## ASSIGNMENT
The line containing "Task: point at every instance of the butterfly eye, one" marks where to begin. Write out that line and every line after it exactly, through the last line below.
────────
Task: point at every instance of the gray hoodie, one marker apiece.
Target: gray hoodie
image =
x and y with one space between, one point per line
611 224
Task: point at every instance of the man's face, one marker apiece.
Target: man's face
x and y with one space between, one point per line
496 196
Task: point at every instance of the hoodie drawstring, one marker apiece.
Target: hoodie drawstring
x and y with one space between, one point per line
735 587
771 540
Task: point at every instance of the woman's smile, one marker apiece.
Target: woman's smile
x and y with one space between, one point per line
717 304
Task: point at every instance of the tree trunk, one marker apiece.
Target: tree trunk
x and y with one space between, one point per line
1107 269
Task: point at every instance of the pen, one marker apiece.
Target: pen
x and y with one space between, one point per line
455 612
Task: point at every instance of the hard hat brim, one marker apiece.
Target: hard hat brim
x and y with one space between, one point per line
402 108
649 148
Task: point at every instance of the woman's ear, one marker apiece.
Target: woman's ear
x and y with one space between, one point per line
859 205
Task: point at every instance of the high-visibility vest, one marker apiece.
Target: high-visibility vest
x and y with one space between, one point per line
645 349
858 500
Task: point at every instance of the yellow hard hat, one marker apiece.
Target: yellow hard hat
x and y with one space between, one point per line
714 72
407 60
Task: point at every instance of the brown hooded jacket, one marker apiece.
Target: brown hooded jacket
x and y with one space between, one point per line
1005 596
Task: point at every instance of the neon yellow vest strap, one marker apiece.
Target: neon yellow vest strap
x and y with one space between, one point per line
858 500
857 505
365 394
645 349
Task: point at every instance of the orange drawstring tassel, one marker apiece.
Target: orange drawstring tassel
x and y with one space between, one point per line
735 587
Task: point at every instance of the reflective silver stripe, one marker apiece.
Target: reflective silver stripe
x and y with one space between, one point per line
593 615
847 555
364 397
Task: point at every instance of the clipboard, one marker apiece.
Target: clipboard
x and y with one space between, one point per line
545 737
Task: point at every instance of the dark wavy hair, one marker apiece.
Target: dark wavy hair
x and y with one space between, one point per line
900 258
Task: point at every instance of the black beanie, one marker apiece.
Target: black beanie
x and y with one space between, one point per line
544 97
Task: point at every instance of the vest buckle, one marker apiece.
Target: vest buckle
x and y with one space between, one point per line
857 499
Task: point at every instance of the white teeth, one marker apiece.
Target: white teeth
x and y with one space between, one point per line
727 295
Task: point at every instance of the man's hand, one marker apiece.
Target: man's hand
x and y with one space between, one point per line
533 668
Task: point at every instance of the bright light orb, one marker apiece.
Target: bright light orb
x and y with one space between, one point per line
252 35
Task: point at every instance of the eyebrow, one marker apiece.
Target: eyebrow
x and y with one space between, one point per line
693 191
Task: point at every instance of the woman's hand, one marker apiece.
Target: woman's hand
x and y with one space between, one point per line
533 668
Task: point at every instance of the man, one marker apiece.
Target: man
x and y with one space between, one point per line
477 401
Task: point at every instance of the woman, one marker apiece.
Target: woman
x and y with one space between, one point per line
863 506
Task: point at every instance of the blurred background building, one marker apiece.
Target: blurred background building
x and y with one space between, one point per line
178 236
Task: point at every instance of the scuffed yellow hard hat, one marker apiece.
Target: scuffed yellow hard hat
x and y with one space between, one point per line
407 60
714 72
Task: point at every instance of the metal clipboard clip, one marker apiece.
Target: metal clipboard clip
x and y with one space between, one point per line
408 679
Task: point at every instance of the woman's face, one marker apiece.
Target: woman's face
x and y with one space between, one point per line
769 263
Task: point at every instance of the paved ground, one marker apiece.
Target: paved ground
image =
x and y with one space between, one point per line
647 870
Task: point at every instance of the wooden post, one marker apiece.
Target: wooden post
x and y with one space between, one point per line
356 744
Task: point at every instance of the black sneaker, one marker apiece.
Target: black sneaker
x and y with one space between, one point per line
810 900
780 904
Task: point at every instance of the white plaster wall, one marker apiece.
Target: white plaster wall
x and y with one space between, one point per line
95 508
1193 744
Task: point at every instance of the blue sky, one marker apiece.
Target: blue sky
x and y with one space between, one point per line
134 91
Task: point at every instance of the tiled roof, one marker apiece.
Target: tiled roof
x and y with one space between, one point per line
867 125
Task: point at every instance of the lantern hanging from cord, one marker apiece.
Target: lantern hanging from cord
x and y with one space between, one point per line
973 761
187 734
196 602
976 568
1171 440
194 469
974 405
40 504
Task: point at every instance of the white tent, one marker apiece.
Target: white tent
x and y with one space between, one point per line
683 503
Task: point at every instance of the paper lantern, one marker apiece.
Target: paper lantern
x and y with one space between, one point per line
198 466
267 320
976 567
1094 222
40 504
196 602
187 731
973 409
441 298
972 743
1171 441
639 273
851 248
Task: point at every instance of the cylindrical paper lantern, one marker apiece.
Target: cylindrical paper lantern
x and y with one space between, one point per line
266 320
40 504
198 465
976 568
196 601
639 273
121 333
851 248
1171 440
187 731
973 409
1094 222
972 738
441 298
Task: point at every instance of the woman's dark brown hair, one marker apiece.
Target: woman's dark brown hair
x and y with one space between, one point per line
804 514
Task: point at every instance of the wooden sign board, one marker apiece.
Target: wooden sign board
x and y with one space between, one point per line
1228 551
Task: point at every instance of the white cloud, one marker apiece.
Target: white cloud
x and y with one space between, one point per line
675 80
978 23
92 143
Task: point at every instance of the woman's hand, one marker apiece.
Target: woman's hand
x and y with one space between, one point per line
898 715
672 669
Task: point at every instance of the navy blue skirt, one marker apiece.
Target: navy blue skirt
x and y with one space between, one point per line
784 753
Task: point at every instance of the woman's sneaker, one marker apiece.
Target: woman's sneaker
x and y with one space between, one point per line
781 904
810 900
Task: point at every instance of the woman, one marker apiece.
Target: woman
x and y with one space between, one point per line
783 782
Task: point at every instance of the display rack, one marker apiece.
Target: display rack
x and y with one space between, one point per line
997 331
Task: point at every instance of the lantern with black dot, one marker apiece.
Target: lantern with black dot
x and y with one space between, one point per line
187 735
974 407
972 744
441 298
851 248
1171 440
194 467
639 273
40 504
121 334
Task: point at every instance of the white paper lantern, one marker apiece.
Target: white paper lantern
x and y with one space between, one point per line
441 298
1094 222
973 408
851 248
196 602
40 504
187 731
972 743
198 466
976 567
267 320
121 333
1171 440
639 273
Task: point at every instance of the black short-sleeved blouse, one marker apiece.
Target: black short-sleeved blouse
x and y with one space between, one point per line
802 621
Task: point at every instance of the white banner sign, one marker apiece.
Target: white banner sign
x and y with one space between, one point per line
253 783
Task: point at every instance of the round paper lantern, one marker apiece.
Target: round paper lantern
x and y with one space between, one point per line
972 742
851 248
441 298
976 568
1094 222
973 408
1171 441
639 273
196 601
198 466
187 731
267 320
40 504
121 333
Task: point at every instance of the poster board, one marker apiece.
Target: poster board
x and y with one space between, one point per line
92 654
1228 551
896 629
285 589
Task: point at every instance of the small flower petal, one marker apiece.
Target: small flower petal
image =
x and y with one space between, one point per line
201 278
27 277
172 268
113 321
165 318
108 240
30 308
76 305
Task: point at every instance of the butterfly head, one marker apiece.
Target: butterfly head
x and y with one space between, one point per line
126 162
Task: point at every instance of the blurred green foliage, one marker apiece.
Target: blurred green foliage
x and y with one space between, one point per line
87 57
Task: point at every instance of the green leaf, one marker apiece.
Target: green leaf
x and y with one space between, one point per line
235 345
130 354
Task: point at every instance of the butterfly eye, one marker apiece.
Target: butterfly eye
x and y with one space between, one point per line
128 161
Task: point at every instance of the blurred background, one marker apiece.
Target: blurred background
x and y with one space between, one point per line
────────
## EXERCISE OUTPUT
Task: point at every instance of the butterfly eye, one marker apiece.
Target: butterfly eye
x and y with one space between, one point per line
128 161
Task: point at every instance of the blurred background, one marker apiece.
Target: blurred background
x and y with one space between, one point per line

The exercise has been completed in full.